Source extract:
★ ★ ★ ★ ★ ★ ★

Mykola Pirogov’s (1810-1881) illness mystery. Computed tomography and 3D reconstruction of the head of the famous surgeon's mummy
Keywords:Mykola Ivanovych Pirogov, re-embalming, computed tomography, 3D scanning, malignant tumor, cancerous ulcer of the oral cavity
Introduction. It is known that at the age of 70, the outstanding surgeon Mykola Pirogov suffered from pain and a wound of the palate on the right and had problems with eating. He was consulted by well-known doctors M.V. Sklifosovskyi, E. von Wahl, V.F. Grube, E.I. Bohdanovskyi and the famous surgeon T. Billroth, convincing him that the ulcer was benign.
On the fourth day after his death, on the initiative of his wife Baroness
O.A. von Bistrom, Pirogov's body was embalmed by permission of the church.
Case report. In 2018, M.I. Pirogov's body was re-embalmed in Vinnytsia according to the original method by scientists of Vinnytsia National Medical University and the National University of Life and Environmental Sciences of Ukraine.
The remains were examined using a 32-slice computer tomograph Siemens "Somatom go. Up" (Germany) with 3D reconstruction of the entire body and the head of great surgeon. According to the protocol, the slices thickness was 0.8 mm, the voltage was 110‒120 kV, the current strength was 30‒230 mA, the thickness of reconstructions was 0.8 to 3.0 mm.
Modern technologies made it possible to see destructive changes in the bones of the skull and establish the cause of Mykola Pirogov's illness and death. The 3D reconstructions prove the fact that Pirogov's diagnosis was correct. The existing bone changes indicate widespread malignancy, most likely cancer in the mouth, nasopharynx, and pterygopalatine fossa on the right.
Discussion. Natural and anthropogenic mummies are important for history and science, as they can tell us about the health conditions and lifestyle of people in the past.
Computed tomography is a non-destructive technique, and is therefore considered the gold standard for studying mummies. This method is also used during the embalming procedure and monitor the degree of preservation of the mummified body. Currently, computed tomography is widely used in mummy research to non-invasively assess the natural or anthropogenic origin, mummification embalming technique, bone and soft tissue preservation parameters, age, constitution, health status, cause of death, post-mortem injuries, etc.
Conclusions. The use of computed tomography followed by 3D reconstruction is highly likely to not only predict the future, but also shed light on the mysteries of the past.

★ ★ ★ ★ ★ ★ ★

Data extract:
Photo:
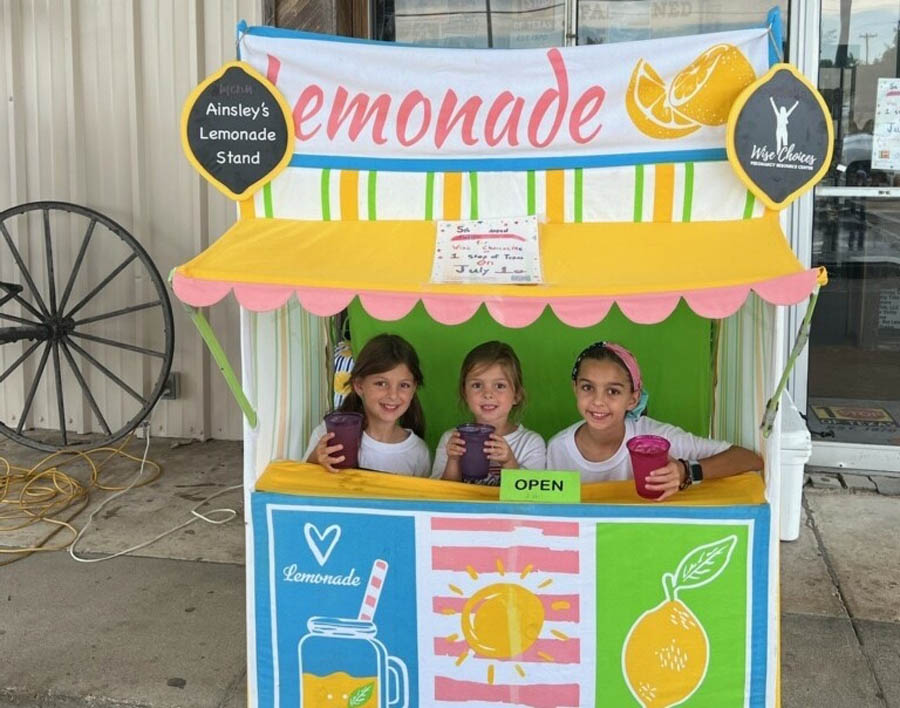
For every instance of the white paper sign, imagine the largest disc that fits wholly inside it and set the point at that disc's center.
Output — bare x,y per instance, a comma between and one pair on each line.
497,251
886,137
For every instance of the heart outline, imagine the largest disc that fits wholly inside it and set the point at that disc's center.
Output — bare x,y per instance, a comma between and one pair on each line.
309,529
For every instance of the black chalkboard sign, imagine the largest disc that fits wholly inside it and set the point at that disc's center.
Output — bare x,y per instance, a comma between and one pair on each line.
237,130
780,136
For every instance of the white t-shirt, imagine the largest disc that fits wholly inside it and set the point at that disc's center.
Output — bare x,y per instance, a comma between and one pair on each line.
409,457
563,453
527,446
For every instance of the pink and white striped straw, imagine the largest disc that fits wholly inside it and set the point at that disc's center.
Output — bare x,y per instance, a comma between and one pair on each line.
373,591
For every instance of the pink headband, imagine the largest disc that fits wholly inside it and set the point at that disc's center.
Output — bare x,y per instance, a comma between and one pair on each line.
626,356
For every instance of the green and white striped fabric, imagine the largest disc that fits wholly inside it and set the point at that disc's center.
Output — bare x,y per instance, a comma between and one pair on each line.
701,191
285,367
744,374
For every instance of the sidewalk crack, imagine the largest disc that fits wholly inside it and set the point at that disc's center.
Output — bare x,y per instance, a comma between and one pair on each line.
836,583
233,688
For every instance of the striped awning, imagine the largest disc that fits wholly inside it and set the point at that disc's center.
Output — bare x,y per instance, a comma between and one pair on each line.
645,268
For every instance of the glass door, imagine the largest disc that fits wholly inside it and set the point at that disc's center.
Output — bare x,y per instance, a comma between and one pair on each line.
854,352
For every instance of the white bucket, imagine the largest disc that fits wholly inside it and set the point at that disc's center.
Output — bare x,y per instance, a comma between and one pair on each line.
796,449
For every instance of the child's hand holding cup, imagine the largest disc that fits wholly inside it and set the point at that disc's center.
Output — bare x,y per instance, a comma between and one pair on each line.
474,463
648,453
346,430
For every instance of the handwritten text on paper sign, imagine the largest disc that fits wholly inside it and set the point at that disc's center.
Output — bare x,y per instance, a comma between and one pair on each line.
498,251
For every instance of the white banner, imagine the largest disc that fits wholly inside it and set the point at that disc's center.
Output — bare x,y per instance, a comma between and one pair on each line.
374,105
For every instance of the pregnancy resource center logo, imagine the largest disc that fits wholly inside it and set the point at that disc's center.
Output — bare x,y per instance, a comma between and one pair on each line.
786,155
321,543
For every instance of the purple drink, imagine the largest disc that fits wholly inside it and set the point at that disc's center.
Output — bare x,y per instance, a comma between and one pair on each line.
474,464
347,429
648,453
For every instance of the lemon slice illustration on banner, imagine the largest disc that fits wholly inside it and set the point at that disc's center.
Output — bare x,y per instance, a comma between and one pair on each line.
666,652
647,103
705,89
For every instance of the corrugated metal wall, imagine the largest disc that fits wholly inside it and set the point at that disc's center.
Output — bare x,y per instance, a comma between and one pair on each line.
92,92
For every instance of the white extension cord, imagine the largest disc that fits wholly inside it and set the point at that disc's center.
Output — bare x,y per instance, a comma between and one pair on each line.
224,515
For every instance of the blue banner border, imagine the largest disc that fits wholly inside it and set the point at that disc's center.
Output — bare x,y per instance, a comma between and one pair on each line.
760,515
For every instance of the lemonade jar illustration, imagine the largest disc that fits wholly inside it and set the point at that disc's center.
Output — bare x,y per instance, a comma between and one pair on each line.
342,663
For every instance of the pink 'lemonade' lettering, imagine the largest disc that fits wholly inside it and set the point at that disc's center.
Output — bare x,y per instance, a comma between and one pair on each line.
362,113
559,94
511,128
403,115
362,116
303,111
593,97
446,119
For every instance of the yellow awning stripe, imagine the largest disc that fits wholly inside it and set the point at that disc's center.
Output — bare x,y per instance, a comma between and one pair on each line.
286,477
578,260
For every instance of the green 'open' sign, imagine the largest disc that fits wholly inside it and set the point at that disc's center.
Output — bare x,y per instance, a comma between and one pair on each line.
544,487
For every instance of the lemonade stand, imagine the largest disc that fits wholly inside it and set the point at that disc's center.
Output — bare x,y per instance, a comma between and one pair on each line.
370,589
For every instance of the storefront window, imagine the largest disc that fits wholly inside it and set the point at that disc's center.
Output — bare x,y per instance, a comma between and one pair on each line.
542,23
501,24
603,21
854,377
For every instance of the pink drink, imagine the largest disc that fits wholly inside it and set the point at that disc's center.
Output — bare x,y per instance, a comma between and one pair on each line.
474,464
347,429
648,453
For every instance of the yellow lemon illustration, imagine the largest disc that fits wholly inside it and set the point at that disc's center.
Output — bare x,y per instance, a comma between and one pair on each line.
706,88
647,103
502,620
665,655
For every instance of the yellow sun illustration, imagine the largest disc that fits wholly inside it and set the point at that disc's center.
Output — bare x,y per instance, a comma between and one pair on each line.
503,620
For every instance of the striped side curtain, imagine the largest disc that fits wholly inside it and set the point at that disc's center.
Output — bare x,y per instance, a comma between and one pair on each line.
743,366
285,366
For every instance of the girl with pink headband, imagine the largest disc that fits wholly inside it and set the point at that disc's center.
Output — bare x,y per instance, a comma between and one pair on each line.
611,399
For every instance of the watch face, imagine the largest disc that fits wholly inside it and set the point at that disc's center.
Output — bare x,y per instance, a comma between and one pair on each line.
696,472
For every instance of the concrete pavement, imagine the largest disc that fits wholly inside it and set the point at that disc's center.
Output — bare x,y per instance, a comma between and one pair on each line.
165,628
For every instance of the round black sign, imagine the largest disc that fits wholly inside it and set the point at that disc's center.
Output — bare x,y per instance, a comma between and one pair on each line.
236,130
780,142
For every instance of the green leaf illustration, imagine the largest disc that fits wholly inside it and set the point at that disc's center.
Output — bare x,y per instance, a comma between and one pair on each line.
703,564
361,695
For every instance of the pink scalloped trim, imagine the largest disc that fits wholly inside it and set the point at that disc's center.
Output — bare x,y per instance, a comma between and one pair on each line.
510,312
388,307
451,309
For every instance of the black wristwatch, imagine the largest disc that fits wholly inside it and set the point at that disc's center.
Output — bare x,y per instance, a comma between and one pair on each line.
693,473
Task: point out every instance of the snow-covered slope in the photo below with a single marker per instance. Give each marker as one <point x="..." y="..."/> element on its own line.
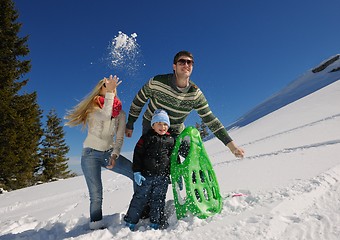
<point x="325" y="73"/>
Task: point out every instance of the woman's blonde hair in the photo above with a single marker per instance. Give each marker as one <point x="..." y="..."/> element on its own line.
<point x="78" y="115"/>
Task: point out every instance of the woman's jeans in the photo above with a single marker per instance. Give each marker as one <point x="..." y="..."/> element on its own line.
<point x="91" y="163"/>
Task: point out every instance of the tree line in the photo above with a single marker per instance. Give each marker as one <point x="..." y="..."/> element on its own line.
<point x="30" y="153"/>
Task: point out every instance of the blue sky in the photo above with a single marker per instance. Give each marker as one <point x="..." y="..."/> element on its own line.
<point x="244" y="50"/>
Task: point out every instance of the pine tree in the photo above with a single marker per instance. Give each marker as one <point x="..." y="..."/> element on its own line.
<point x="20" y="127"/>
<point x="54" y="149"/>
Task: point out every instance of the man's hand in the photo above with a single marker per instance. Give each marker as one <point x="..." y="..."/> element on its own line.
<point x="237" y="151"/>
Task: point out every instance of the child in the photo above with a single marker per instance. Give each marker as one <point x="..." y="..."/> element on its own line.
<point x="151" y="167"/>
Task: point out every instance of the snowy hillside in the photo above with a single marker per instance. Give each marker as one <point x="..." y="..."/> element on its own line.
<point x="325" y="73"/>
<point x="290" y="175"/>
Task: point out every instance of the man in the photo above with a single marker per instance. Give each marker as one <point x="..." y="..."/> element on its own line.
<point x="178" y="96"/>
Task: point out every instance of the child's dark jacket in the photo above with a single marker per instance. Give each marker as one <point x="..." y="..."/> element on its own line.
<point x="152" y="154"/>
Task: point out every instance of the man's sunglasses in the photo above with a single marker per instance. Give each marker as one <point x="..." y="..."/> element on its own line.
<point x="185" y="61"/>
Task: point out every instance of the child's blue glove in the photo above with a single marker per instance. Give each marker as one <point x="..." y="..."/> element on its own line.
<point x="138" y="178"/>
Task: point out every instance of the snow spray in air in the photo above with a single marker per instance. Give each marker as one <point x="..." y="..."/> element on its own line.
<point x="124" y="53"/>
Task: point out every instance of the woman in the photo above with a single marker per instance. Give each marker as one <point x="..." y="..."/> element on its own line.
<point x="102" y="112"/>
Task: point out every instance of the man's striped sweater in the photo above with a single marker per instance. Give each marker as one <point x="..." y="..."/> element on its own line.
<point x="162" y="93"/>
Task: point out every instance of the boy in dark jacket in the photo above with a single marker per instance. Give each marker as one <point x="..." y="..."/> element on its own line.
<point x="151" y="167"/>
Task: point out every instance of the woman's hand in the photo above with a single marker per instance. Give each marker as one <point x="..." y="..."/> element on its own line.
<point x="112" y="161"/>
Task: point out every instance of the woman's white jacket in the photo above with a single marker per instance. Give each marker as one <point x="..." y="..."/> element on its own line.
<point x="105" y="132"/>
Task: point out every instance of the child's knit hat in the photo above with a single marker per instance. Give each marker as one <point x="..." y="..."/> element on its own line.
<point x="160" y="116"/>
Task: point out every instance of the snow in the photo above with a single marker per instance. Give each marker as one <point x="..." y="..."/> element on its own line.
<point x="290" y="177"/>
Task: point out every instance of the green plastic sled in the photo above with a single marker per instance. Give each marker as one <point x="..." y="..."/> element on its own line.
<point x="200" y="194"/>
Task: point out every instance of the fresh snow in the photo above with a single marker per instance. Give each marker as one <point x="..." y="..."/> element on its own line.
<point x="290" y="177"/>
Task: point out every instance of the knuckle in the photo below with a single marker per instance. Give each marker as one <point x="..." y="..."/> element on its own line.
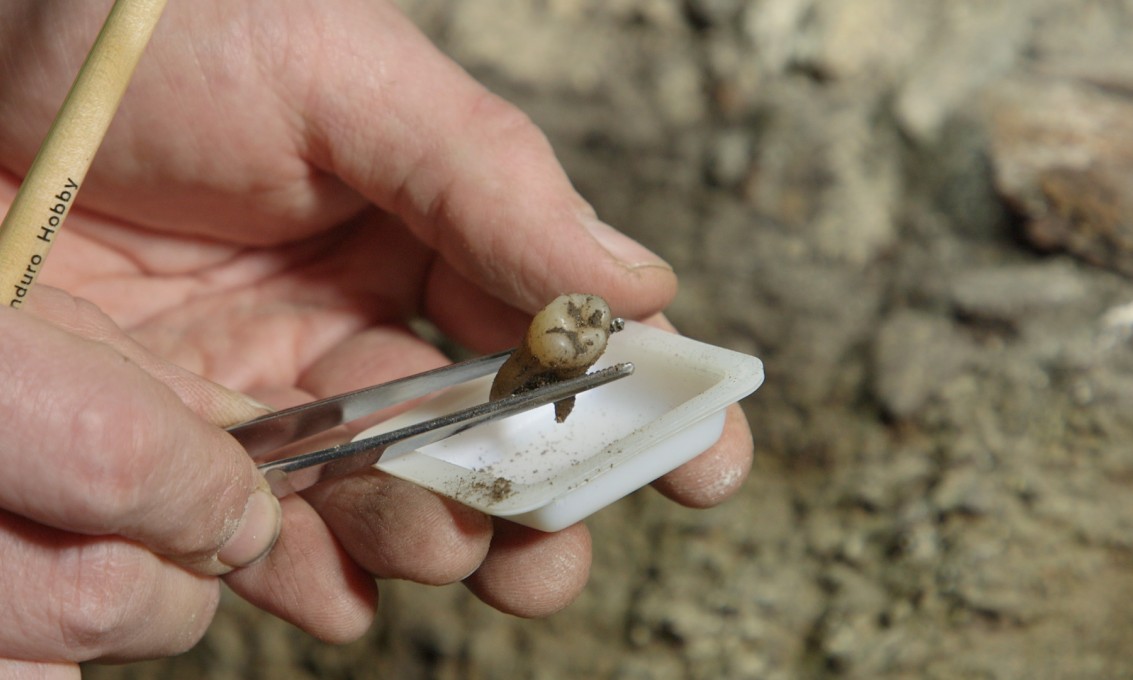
<point x="104" y="598"/>
<point x="119" y="460"/>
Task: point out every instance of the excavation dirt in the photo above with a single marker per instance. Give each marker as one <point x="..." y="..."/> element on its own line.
<point x="919" y="215"/>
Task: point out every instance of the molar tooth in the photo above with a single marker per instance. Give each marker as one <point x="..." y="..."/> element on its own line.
<point x="565" y="338"/>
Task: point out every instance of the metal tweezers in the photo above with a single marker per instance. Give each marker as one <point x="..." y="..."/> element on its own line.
<point x="261" y="436"/>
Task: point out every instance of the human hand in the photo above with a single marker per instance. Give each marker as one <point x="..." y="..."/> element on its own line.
<point x="286" y="185"/>
<point x="120" y="503"/>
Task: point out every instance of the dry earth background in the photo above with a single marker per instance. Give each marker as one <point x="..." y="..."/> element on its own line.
<point x="919" y="214"/>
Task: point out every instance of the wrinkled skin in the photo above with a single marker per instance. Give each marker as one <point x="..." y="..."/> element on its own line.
<point x="287" y="183"/>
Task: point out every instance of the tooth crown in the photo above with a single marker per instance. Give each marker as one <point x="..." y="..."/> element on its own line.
<point x="565" y="338"/>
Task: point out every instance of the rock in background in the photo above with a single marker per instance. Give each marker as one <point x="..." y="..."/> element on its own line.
<point x="918" y="213"/>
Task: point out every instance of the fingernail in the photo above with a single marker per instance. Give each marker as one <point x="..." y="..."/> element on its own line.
<point x="622" y="247"/>
<point x="256" y="534"/>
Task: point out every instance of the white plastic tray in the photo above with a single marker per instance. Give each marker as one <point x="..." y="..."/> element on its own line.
<point x="621" y="436"/>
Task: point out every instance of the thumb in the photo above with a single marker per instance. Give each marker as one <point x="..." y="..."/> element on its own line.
<point x="470" y="175"/>
<point x="94" y="444"/>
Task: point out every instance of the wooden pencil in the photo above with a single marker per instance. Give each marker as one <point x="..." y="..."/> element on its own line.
<point x="52" y="183"/>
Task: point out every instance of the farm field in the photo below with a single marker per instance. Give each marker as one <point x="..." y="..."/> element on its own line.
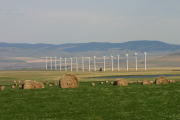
<point x="100" y="102"/>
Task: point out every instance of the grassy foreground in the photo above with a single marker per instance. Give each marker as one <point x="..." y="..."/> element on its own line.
<point x="101" y="102"/>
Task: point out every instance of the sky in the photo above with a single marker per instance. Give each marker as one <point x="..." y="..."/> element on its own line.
<point x="82" y="21"/>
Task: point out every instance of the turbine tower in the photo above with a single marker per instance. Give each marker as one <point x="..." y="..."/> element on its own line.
<point x="112" y="62"/>
<point x="127" y="61"/>
<point x="46" y="62"/>
<point x="89" y="64"/>
<point x="118" y="61"/>
<point x="82" y="63"/>
<point x="135" y="54"/>
<point x="65" y="64"/>
<point x="71" y="63"/>
<point x="60" y="64"/>
<point x="145" y="60"/>
<point x="55" y="63"/>
<point x="94" y="63"/>
<point x="76" y="64"/>
<point x="104" y="57"/>
<point x="51" y="62"/>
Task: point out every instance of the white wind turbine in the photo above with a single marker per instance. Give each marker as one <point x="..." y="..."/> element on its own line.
<point x="127" y="61"/>
<point x="46" y="62"/>
<point x="94" y="63"/>
<point x="135" y="54"/>
<point x="71" y="63"/>
<point x="76" y="64"/>
<point x="89" y="63"/>
<point x="65" y="64"/>
<point x="60" y="64"/>
<point x="112" y="62"/>
<point x="104" y="57"/>
<point x="118" y="61"/>
<point x="51" y="62"/>
<point x="55" y="63"/>
<point x="82" y="59"/>
<point x="145" y="60"/>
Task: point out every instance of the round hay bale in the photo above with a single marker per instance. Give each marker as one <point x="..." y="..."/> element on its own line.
<point x="101" y="82"/>
<point x="39" y="85"/>
<point x="111" y="82"/>
<point x="171" y="81"/>
<point x="120" y="82"/>
<point x="151" y="81"/>
<point x="161" y="80"/>
<point x="2" y="87"/>
<point x="92" y="84"/>
<point x="139" y="81"/>
<point x="68" y="81"/>
<point x="13" y="86"/>
<point x="146" y="82"/>
<point x="28" y="84"/>
<point x="130" y="82"/>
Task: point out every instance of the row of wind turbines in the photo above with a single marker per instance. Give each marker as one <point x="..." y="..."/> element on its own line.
<point x="94" y="58"/>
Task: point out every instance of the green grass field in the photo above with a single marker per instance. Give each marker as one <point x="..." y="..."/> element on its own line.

★ ★ ★ ★ ★ ★ ★

Tasks for this exercise:
**a)** Answer these about the Pirogov case report:
(i) In what year and in which city was Pirogov's body re-embalmed?
(ii) What slice thickness did the tomography protocol specify?
(iii) On whose initiative was Pirogov's body embalmed after his death?
**b)** Copy the passage of the Pirogov case report between "Computed tomography is a" and "post-mortem injuries, etc.", inclusive.

Numbered responses:
**a)**
(i) 2018, in Vinnytsia.
(ii) 0.8 mm.
(iii) His wife, Baroness O.A. von Bistrom.

**b)**
Computed tomography is a non-destructive technique, and is therefore considered the gold standard for studying mummies. This method is also used during the embalming procedure and monitor the degree of preservation of the mummified body. Currently, computed tomography is widely used in mummy research to non-invasively assess the natural or anthropogenic origin, mummification embalming technique, bone and soft tissue preservation parameters, age, constitution, health status, cause of death, post-mortem injuries, etc.